**Goal**
Please collect every line in the listing below that contains the string "corners", and copy each one in full.

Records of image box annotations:
+ + + + +
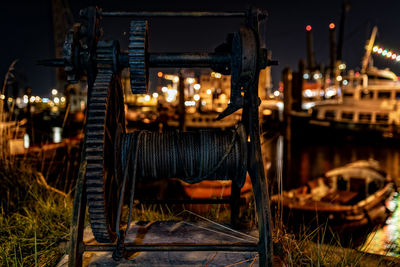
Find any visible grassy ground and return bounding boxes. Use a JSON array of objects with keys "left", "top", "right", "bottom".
[{"left": 0, "top": 162, "right": 72, "bottom": 266}]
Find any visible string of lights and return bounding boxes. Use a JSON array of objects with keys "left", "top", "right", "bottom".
[{"left": 372, "top": 45, "right": 400, "bottom": 61}]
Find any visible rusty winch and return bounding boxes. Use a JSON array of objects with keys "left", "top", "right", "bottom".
[{"left": 42, "top": 7, "right": 275, "bottom": 266}]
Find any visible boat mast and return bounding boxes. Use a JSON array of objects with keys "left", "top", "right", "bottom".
[{"left": 361, "top": 26, "right": 378, "bottom": 73}]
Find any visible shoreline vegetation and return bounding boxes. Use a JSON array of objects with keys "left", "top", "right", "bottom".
[{"left": 0, "top": 159, "right": 400, "bottom": 266}]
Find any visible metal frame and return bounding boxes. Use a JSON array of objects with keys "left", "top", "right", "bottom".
[{"left": 40, "top": 7, "right": 277, "bottom": 266}]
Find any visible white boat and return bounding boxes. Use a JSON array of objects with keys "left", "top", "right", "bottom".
[{"left": 310, "top": 27, "right": 400, "bottom": 137}]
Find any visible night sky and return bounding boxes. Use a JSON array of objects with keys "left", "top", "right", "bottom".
[{"left": 0, "top": 0, "right": 400, "bottom": 96}]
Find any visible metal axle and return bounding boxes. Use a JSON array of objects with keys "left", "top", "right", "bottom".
[
  {"left": 101, "top": 11, "right": 247, "bottom": 18},
  {"left": 38, "top": 53, "right": 231, "bottom": 68}
]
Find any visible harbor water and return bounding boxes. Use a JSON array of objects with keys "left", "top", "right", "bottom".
[{"left": 263, "top": 134, "right": 400, "bottom": 256}]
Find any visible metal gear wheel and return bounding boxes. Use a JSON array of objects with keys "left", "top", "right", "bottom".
[{"left": 85, "top": 41, "right": 125, "bottom": 243}]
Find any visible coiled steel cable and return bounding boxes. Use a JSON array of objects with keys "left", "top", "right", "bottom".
[{"left": 121, "top": 126, "right": 247, "bottom": 187}]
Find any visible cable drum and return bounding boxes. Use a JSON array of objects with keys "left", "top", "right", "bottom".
[{"left": 121, "top": 125, "right": 247, "bottom": 187}]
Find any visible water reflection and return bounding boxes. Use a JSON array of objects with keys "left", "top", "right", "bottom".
[{"left": 263, "top": 136, "right": 400, "bottom": 255}]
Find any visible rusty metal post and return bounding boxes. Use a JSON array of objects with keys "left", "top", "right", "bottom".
[
  {"left": 306, "top": 26, "right": 315, "bottom": 71},
  {"left": 178, "top": 71, "right": 186, "bottom": 131},
  {"left": 282, "top": 68, "right": 293, "bottom": 188},
  {"left": 329, "top": 23, "right": 336, "bottom": 77},
  {"left": 282, "top": 68, "right": 293, "bottom": 140},
  {"left": 68, "top": 160, "right": 86, "bottom": 267},
  {"left": 290, "top": 59, "right": 305, "bottom": 111}
]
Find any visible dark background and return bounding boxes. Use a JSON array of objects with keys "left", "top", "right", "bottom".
[{"left": 0, "top": 0, "right": 400, "bottom": 96}]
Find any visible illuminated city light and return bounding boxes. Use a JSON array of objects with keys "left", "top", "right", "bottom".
[
  {"left": 185, "top": 101, "right": 196, "bottom": 107},
  {"left": 304, "top": 89, "right": 313, "bottom": 97},
  {"left": 24, "top": 133, "right": 30, "bottom": 149},
  {"left": 53, "top": 127, "right": 62, "bottom": 143}
]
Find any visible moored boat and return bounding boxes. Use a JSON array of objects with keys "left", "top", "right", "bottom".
[{"left": 271, "top": 159, "right": 395, "bottom": 230}]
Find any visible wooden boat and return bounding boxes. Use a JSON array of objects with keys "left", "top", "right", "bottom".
[{"left": 271, "top": 160, "right": 395, "bottom": 230}]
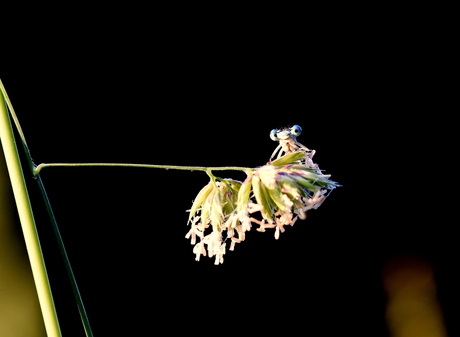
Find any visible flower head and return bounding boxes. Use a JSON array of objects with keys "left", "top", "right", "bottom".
[{"left": 186, "top": 140, "right": 339, "bottom": 264}]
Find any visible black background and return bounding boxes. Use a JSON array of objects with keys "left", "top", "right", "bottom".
[{"left": 0, "top": 11, "right": 458, "bottom": 336}]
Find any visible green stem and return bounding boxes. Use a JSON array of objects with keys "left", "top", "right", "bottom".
[
  {"left": 34, "top": 163, "right": 252, "bottom": 175},
  {"left": 0, "top": 80, "right": 93, "bottom": 337},
  {"left": 0, "top": 88, "right": 62, "bottom": 337}
]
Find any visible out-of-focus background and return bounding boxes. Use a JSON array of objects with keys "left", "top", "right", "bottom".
[{"left": 0, "top": 11, "right": 459, "bottom": 337}]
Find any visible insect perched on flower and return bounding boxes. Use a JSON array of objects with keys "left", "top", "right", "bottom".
[
  {"left": 270, "top": 125, "right": 310, "bottom": 161},
  {"left": 186, "top": 125, "right": 340, "bottom": 264}
]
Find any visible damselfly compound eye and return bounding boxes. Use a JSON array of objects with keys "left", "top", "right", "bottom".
[
  {"left": 291, "top": 125, "right": 302, "bottom": 137},
  {"left": 270, "top": 129, "right": 279, "bottom": 141}
]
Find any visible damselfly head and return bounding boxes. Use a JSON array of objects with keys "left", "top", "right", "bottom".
[{"left": 270, "top": 125, "right": 302, "bottom": 141}]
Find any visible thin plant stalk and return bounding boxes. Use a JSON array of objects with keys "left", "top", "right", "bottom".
[{"left": 0, "top": 86, "right": 62, "bottom": 337}]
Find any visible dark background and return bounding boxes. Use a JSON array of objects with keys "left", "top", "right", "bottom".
[{"left": 0, "top": 11, "right": 458, "bottom": 336}]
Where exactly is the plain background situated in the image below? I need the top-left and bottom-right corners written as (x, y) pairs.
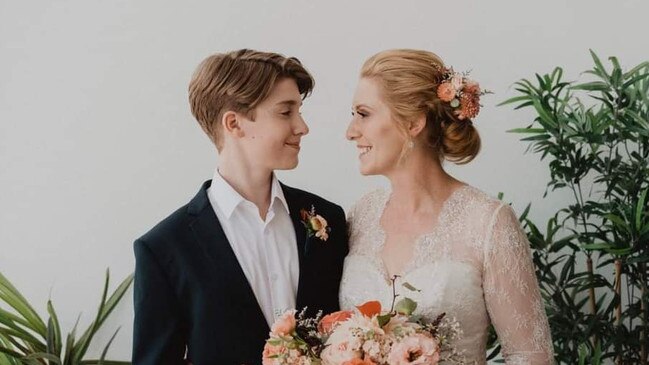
top-left (0, 0), bottom-right (649, 359)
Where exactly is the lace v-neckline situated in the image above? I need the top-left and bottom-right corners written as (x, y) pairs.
top-left (374, 184), bottom-right (470, 283)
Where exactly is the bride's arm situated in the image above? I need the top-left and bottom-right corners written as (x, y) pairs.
top-left (483, 205), bottom-right (554, 365)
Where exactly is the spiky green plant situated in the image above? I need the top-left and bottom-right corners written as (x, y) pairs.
top-left (0, 270), bottom-right (133, 365)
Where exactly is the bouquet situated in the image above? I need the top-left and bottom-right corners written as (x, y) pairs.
top-left (262, 277), bottom-right (462, 365)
+ + + + +
**Response below**
Where exactly is the plain background situated in the image below? I need the top-left and bottom-right corners written as (x, y) pairs.
Where exactly is the lace v-neckline situated in the image above? I need the top-left and bottom-right corners written as (x, y) pairs.
Where exactly is the bride's arm situated in the image above? I need the top-left and bottom-right corners written as (x, y) pairs.
Where exactly is the spiky green plant situated in the image above? I need the top-left and bottom-right corners written as (x, y) pairs.
Where exactly is the bouquet situated in the image above? I need the top-left and bottom-right corners written as (x, y) pairs.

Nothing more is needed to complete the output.